## Brief
Omit every image, and transcribe the remaining entries exactly as given.

## Information provided
Start of Block

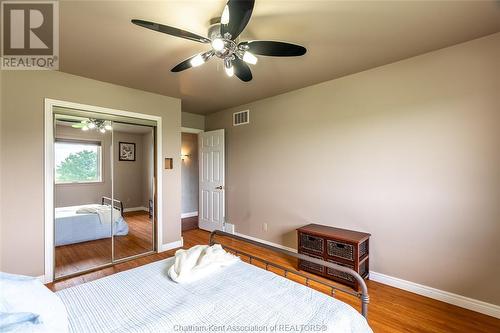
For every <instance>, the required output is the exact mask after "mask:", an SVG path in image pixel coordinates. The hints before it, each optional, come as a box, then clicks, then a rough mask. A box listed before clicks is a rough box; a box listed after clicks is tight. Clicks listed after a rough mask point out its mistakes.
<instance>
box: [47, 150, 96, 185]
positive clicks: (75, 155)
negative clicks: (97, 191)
mask: <svg viewBox="0 0 500 333" xmlns="http://www.w3.org/2000/svg"><path fill="white" fill-rule="evenodd" d="M54 154H55V170H56V184H65V183H91V182H101V181H102V163H101V161H102V150H101V143H100V142H85V141H77V140H57V141H56V143H55V151H54Z"/></svg>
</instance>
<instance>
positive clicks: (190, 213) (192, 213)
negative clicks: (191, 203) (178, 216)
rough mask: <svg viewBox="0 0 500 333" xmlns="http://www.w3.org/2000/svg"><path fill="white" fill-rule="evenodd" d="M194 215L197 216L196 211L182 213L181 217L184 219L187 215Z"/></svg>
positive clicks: (192, 216)
mask: <svg viewBox="0 0 500 333" xmlns="http://www.w3.org/2000/svg"><path fill="white" fill-rule="evenodd" d="M195 216H198V212H190V213H182V214H181V219H185V218H187V217H195Z"/></svg>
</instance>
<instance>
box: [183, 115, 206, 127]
mask: <svg viewBox="0 0 500 333" xmlns="http://www.w3.org/2000/svg"><path fill="white" fill-rule="evenodd" d="M181 118H182V127H188V128H196V129H205V116H204V115H202V114H194V113H189V112H182V117H181Z"/></svg>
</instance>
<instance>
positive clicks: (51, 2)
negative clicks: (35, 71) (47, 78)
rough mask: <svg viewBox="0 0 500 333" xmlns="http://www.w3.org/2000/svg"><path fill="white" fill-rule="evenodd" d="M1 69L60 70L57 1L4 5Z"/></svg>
mask: <svg viewBox="0 0 500 333" xmlns="http://www.w3.org/2000/svg"><path fill="white" fill-rule="evenodd" d="M1 18H2V54H1V69H10V70H57V69H59V4H58V2H57V1H2V14H1Z"/></svg>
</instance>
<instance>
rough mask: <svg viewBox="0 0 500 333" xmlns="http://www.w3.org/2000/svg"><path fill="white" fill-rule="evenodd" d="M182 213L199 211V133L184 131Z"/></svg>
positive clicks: (182, 137) (182, 189)
mask: <svg viewBox="0 0 500 333" xmlns="http://www.w3.org/2000/svg"><path fill="white" fill-rule="evenodd" d="M181 142H182V143H181V155H182V156H181V157H182V168H181V176H182V210H181V212H182V214H187V213H194V212H197V211H198V135H197V134H192V133H182V141H181Z"/></svg>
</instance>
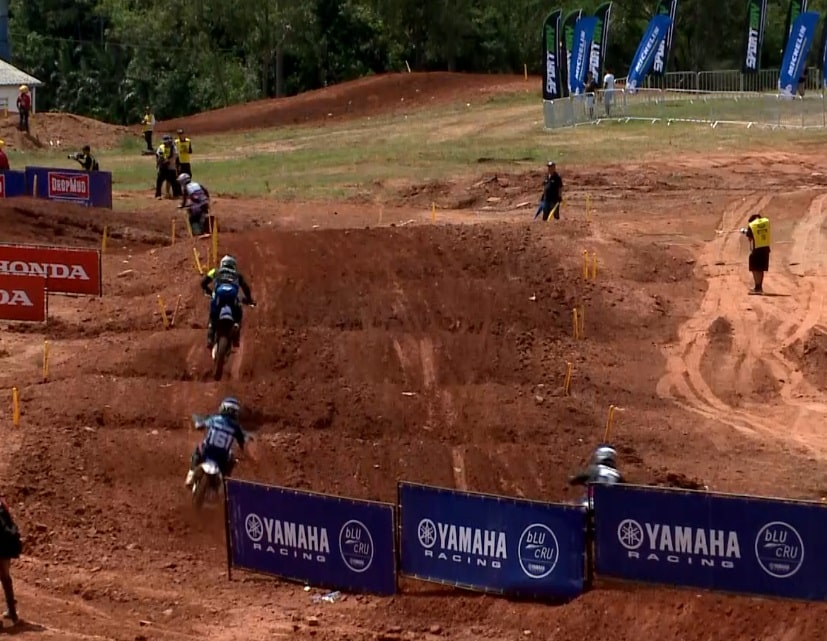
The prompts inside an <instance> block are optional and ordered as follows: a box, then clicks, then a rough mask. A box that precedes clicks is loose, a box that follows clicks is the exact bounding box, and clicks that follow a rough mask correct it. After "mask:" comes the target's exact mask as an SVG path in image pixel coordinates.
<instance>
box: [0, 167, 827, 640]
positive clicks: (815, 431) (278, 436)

End of Block

## Task response
For every <instance>, the required output is the exact mask after "mask:", an SVG path in image pixel coordinates. The hints before it, each optional, come as a box, then clicks, then a rough mask. A box listed before clicks is a rough box; a box listed after clicks is tight. Clicks listed after a rough mask point out its mistakes.
<instance>
box: [47, 150, 96, 185]
positive clicks: (75, 155)
negative clicks: (97, 191)
mask: <svg viewBox="0 0 500 333" xmlns="http://www.w3.org/2000/svg"><path fill="white" fill-rule="evenodd" d="M54 154H55V170H56V184H65V183H91V182H101V181H102V163H101V161H102V150H101V143H100V142H85V141H77V140H57V141H56V143H55V151H54Z"/></svg>
</instance>
<instance>
positive clicks: (190, 213) (192, 213)
negative clicks: (191, 203) (178, 216)
rough mask: <svg viewBox="0 0 500 333" xmlns="http://www.w3.org/2000/svg"><path fill="white" fill-rule="evenodd" d="M194 215L197 216L196 211L182 213L181 217L184 219L187 215Z"/></svg>
positive clicks: (192, 216)
mask: <svg viewBox="0 0 500 333" xmlns="http://www.w3.org/2000/svg"><path fill="white" fill-rule="evenodd" d="M195 216H198V212H190V213H182V214H181V219H185V218H187V217H195Z"/></svg>
</instance>
<instance>
box: [183, 115, 206, 127]
mask: <svg viewBox="0 0 500 333" xmlns="http://www.w3.org/2000/svg"><path fill="white" fill-rule="evenodd" d="M181 118H182V127H188V128H196V129H205V116H204V115H202V114H194V113H189V112H182V117H181Z"/></svg>
</instance>
<instance>
positive clicks: (51, 2)
negative clicks: (35, 71) (47, 78)
rough mask: <svg viewBox="0 0 500 333" xmlns="http://www.w3.org/2000/svg"><path fill="white" fill-rule="evenodd" d="M1 69L60 70L57 1L4 5Z"/></svg>
mask: <svg viewBox="0 0 500 333" xmlns="http://www.w3.org/2000/svg"><path fill="white" fill-rule="evenodd" d="M1 18H2V54H1V69H10V70H57V69H59V4H58V2H57V1H2V14H1Z"/></svg>
</instance>
<instance>
rough mask: <svg viewBox="0 0 500 333" xmlns="http://www.w3.org/2000/svg"><path fill="white" fill-rule="evenodd" d="M182 213L199 211V133L184 131Z"/></svg>
positive clicks: (182, 137) (182, 189)
mask: <svg viewBox="0 0 500 333" xmlns="http://www.w3.org/2000/svg"><path fill="white" fill-rule="evenodd" d="M181 142H182V143H181V155H182V156H181V157H182V168H181V176H182V210H181V212H182V214H187V213H194V212H197V211H198V135H197V134H192V133H182V141H181Z"/></svg>
</instance>
The prompts inside an <instance> block are optional and ordered as follows: a box, then clicks, then a rough mask. A box that precedes clicks is loose, a box that follows clicks is the exact bounding box, and clicks that follow a rough mask correct it. After "mask:" comes the target's exact mask as an SVG path in image pixel coordinates.
<instance>
box: [0, 167, 827, 640]
positive clicks: (815, 431) (278, 436)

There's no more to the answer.